> _Things to do_
1. Reproduce the part of the health care prices article that begins with the words "Here’s what Drew" and ends after the words "long way to go.".
2. Answer these questions using the health care prices article.
(a) Who started Clearhealthcosts.com?
(b) How many adults were in the random sample of the Kaiser Health Tracking Poll in April?
(c) In which newspaper did Drew Altman write to explain Kaiser's finding?

Health care prices are more transparent, but patients might not be using the data
Patients and health care journalists have long called for greater transparency in the prices of health care, and several companies now provide that information for free. Clearhealthcosts.com, started by Jeanne Pinder, a former New York Times reporter, has built a searchable database of dozens of tests, procedures, and treatments and the prices charged by particular providers in selected metropolitan areas. Healthcare Blue Book and Fair Health are national databases of thousands of health services and procedures, with their prices searchable by zip code. Health insurers have begun providing similar online resources.
But do patients use this information? Two recent surveys found different answers. The Kaiser Health Tracking Poll in April, a random sample of 1,506 adults, found that only 6 percent had seen information on the prices of doctors and hospital stays in the previous year and that only 3 percent had used it before seeing a doctor and 2 percent before a checking into a hospital. But Public Agenda, in a survey of more than 2,000 adults, reported in March that 56 percent “actively looked” for health care price information before getting care, “including 21 percent who have compared prices across multiple providers.”
It’s hard to know what to make of these divergent findings. Any number of variables could have influenced the results, including the specific questions asked and different methodologies. In any case, the surveys revealed interesting details and insights about the nascent attempts at transparency in health care prices and their utility in turning patients into well-informed health care consumers.
Here’s what Drew Altman, president and chief executive of the Kaiser Family Foundation, wrote in the Wall Street Journal to explain Kaiser’s finding that few people use transparency data:
There are many reasons consumers might not use comparative quality or price information. . . . Reputation and location may still dominate choice of providers. People may have established relationships with doctors and hospitals and may be less or uninterested in quality and price information, especially when a medical crisis calls for urgent decision-making. Some people are not online or are too busy working to compare data. Language barriers may impede some consumers. And pretty much everyone in the health-care sector agrees that the ‘state of the art’ in the development of rigorous and reliable quality and price information has a long way to go.

> _Saved entries_

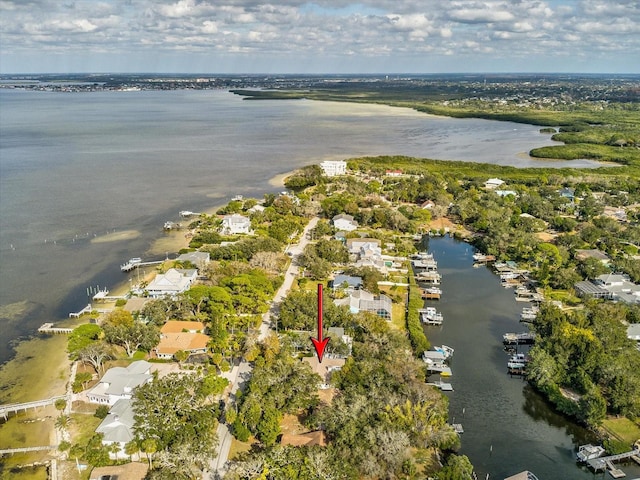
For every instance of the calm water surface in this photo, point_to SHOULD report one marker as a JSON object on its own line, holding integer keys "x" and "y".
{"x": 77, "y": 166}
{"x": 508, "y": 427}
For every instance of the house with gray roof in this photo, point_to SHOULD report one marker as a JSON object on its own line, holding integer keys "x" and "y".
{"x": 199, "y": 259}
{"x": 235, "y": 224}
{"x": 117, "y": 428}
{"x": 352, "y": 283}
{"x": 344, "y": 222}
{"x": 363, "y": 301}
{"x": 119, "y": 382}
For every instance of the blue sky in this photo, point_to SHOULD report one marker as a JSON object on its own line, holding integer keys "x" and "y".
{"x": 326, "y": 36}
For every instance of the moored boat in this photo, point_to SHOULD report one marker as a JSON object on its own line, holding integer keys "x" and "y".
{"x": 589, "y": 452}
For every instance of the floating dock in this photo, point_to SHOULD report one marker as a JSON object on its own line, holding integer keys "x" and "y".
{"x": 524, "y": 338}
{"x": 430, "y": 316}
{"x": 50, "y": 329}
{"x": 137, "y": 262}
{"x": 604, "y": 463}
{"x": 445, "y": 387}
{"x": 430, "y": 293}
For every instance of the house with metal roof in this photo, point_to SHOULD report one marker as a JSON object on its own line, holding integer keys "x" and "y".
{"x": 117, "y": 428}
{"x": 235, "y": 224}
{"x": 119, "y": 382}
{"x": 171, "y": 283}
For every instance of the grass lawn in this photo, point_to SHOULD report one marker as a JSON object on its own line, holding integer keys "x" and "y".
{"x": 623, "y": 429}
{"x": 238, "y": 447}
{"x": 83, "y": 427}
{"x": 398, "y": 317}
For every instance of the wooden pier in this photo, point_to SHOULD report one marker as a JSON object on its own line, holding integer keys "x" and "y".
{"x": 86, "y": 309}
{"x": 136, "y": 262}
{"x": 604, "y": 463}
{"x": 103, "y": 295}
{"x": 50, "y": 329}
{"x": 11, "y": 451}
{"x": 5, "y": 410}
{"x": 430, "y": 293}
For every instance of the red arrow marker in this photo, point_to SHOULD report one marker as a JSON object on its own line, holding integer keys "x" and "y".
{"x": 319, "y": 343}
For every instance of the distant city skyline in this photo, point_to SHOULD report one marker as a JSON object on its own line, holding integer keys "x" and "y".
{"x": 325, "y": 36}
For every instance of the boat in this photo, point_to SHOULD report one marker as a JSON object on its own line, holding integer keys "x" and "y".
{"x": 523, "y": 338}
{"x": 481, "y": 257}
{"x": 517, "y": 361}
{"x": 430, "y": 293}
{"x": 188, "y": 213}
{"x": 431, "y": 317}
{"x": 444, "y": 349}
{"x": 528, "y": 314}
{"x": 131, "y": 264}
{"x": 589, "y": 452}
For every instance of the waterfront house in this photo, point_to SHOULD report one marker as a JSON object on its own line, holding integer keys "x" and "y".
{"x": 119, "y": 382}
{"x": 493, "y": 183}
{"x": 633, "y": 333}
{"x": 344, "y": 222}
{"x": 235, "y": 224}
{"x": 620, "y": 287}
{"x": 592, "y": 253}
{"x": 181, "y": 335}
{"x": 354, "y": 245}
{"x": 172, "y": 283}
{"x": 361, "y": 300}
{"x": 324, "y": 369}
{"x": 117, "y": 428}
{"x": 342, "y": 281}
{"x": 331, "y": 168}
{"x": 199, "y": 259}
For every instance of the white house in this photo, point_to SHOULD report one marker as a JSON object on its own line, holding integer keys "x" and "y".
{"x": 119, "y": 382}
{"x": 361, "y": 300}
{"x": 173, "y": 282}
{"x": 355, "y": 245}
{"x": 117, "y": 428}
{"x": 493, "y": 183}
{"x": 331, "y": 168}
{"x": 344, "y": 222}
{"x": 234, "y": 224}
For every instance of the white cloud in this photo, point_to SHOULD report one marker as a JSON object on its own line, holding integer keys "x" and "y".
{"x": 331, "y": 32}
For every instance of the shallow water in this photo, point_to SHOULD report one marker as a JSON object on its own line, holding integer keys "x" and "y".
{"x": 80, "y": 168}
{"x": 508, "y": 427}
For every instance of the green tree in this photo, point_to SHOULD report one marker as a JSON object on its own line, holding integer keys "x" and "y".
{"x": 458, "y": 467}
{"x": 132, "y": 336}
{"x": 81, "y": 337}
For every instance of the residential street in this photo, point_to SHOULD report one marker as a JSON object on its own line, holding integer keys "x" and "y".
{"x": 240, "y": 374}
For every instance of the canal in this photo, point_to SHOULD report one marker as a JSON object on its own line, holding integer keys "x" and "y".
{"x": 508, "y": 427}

> _Results_
1.
Here’s what Drew Altman, president and chief executive of the Kaiser Family Foundation, wrote in the Wall Street Journal to explain Kaiser’s finding that few people use transparency data:
There are many reasons consumers might not use comparative quality or price information. . . . Reputation and location may still dominate choice of providers. People may have established relationships with doctors and hospitals and may be less or uninterested in quality and price information, especially when a medical crisis calls for urgent decision-making. Some people are not online or are too busy working to compare data. Language barriers may impede some consumers. And pretty much everyone in the health-care sector agrees that the ‘state of the art’ in the development of rigorous and reliable quality and price information has a long way to go.

2.
(a) Jeanne Pinder, a former New York Times reporter
(b) 1,506
(c) The Wall Street Journal